-- ABOUT THIS EXERCISE --
Nothing in the listing should be dropped or altered when it is copied.

-- MATERIAL FOR THIS TASK --
-------------------------
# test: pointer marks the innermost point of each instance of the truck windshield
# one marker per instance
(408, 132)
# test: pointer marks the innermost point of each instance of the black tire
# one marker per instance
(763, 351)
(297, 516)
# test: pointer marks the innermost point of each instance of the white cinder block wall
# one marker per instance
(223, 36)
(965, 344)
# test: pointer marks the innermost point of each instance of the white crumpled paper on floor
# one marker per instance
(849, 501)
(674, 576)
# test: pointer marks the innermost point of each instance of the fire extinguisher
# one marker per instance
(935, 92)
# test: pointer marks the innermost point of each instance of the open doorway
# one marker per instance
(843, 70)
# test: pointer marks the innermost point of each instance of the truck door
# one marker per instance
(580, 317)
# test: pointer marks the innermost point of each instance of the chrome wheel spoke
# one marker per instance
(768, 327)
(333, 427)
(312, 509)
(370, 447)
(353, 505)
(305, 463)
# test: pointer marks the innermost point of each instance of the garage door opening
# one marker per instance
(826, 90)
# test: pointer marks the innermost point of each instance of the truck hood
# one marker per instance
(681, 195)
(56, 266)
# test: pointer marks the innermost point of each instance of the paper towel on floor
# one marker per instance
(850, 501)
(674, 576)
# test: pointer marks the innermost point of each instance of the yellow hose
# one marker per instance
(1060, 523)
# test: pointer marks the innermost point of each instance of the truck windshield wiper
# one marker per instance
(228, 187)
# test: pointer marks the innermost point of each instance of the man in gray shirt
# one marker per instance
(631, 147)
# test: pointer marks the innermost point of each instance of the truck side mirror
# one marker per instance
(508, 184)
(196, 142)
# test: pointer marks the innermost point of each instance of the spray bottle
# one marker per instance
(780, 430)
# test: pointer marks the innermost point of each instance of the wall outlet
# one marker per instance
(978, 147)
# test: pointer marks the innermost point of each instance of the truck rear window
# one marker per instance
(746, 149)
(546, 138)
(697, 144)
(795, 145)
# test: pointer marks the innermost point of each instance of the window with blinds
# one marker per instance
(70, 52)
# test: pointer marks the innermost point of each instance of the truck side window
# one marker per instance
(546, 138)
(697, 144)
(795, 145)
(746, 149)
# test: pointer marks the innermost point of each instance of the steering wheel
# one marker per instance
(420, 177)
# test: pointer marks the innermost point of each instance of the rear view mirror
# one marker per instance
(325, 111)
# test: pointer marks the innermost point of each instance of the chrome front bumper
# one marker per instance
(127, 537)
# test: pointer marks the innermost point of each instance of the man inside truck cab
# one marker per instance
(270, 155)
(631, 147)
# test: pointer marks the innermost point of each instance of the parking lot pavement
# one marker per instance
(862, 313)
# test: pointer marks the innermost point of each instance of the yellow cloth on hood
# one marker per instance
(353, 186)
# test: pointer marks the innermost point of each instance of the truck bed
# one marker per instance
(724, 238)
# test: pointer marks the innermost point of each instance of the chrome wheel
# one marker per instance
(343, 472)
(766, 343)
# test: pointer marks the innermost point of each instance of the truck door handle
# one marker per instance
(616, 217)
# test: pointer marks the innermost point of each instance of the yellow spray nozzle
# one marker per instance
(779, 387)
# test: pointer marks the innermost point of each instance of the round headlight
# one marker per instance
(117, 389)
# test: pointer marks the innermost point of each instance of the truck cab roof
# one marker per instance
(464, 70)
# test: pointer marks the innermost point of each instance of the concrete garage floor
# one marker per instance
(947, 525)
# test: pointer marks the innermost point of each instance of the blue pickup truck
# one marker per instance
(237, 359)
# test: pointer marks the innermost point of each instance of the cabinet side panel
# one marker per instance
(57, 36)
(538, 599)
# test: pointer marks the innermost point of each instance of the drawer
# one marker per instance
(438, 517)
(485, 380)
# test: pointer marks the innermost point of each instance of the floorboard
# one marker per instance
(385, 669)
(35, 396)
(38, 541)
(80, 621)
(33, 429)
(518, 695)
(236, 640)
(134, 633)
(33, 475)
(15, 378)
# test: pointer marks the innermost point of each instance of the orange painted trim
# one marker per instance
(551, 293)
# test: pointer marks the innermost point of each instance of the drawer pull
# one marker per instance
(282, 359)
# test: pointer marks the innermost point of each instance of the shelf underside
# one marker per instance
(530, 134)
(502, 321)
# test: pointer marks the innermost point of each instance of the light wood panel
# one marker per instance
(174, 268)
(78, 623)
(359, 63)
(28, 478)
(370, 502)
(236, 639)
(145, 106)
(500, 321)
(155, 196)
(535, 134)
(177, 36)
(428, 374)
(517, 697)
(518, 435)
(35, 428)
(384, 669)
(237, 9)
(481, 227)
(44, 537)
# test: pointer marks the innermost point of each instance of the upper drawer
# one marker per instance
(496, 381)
-------------------------
-- TASK OUTPUT --
# test: pointer marks the innermost point of each instance of the truck windshield
# one marker per instance
(408, 132)
# test: pointer marks the innermost point of each instance of the black tire
# one marker per instance
(763, 351)
(297, 516)
# test: pointer marks the innermost point of each instance of the white cinder block wall
# one marker per instance
(223, 36)
(965, 344)
# test: pointer marks the innermost point of each instance of the white crumpled paper on floor
# one marker per instance
(849, 501)
(674, 576)
# test: pointer marks the innermost point of each instance of the fire extinguisher
# one marker per instance
(935, 92)
# test: pointer marks the innermost point of each instance of the open doorway
# one marker per instance
(843, 70)
# test: pointer marks the innermost point of each instance of the truck door
# one marker per instance
(580, 317)
# test: pointer marks the innermost point of each instance of the chrome wheel spoke
# one marker per instance
(768, 327)
(333, 427)
(312, 509)
(370, 447)
(353, 505)
(305, 463)
# test: pointer marks the innermost point of each instance of the garage door opening
# one marker per instance
(826, 90)
# test: pointer marks the innermost point of each instance of the truck hood
# one marker per instance
(681, 195)
(56, 266)
# test: pointer marks the innermost point of each instance of the paper towel on floor
# one marker per instance
(850, 501)
(674, 576)
# test: pointer marks the innermost point of each instance of the yellow hose
# one marker per instance
(1060, 523)
# test: pointer marks the innermost point of each instance of the truck windshield wiper
# one marker per instance
(228, 187)
# test: pointer marks the innermost point of each instance of the man in gray shirt
# one marker per instance
(631, 147)
# test: pointer marks the innermost point of each instance of the truck side mirror
# one marker per instance
(508, 184)
(196, 142)
# test: pointer marks the innermost point of each instance of the spray bottle
# one marker per instance
(780, 430)
# test: pointer marks the innermost point of each instance of the wall outlet
# one marker per instance
(978, 147)
# test: pointer marks the innermost point of each instance of the truck rear window
# one marker per instance
(746, 149)
(546, 138)
(697, 144)
(795, 145)
# test: pointer marks the innermost point of each instance of the window with blinds
# one marker per instance
(70, 52)
# test: pointer marks the innermost point of each instance of the truck side window
# one marker per instance
(546, 138)
(697, 144)
(795, 145)
(746, 149)
# test: pointer marks the innermost point of each instance of the steering wheel
# one marker per instance
(420, 177)
# test: pointer marks the innermost point of each instance of the rear view mirror
# one marker per instance
(325, 111)
# test: pointer marks the innermost point of each instance of the chrome front bumper
# one marker per instance
(127, 537)
# test: pointer marks the innermost point of each instance of the man inside truck cab
# one marker per instance
(270, 155)
(631, 147)
# test: pointer marks the innermost point of each instance of the parking lot pavement
# one marker per instance
(862, 313)
# test: pointer marks the innermost point of each instance of the yellow cloth on hood
# one marker per instance
(353, 186)
# test: pointer marks the innermost point of each instance of the truck bed
# one marker per instance
(724, 238)
# test: pointer marks the innermost point of each instance of the chrome wheel
# one marker per instance
(343, 472)
(766, 343)
# test: pointer marks the innermost point of each instance of the truck door handle
# one marker per instance
(616, 217)
# test: pointer marks the innermost point of each instance of the yellow spray nozzle
# one marker per instance
(779, 387)
# test: pointer marks the innermost point of each instance of the round headlight
# one marker per instance
(117, 389)
# test: pointer marks the innermost point of each instance of the truck cab roof
# one marker per instance
(464, 70)
# test: pointer marks the innermost point of each instance of the concrete garage floor
# one marker per instance
(947, 525)
# test: pointer marks the innermost point of each instance of the blue pickup truck
# one marker per instance
(237, 359)
# test: pointer marks the innermost point of each instance of the cabinet side panel
# one marker per instance
(57, 36)
(538, 599)
# test: pointer marks the innermost point of each instance of the drawer
# one marker per instance
(438, 517)
(485, 380)
# test: pointer marks the innermost point of each instance of the floorboard
# one marker per instance
(385, 669)
(35, 396)
(38, 541)
(80, 621)
(33, 429)
(518, 695)
(236, 640)
(134, 633)
(33, 475)
(15, 378)
# test: pointer marks the innermost point of each instance of the orange painted trim
# one marker per instance
(551, 293)
# test: pointer marks the innermost point of each instance of the drawer pull
# one marker per instance
(282, 359)
# test: pointer marks the innermost point of each instance of the shelf underside
# one marker per instance
(530, 134)
(502, 321)
# test: pointer marks the innermost point of each instance of the light wood panel
# one marker per instance
(174, 268)
(78, 623)
(359, 63)
(28, 478)
(370, 502)
(236, 639)
(145, 106)
(500, 321)
(155, 196)
(535, 134)
(177, 36)
(428, 374)
(517, 697)
(518, 435)
(35, 428)
(384, 669)
(237, 9)
(481, 227)
(44, 537)
# test: pointer marks the innermost point of each instance of the upper drawer
# one marker per instance
(496, 381)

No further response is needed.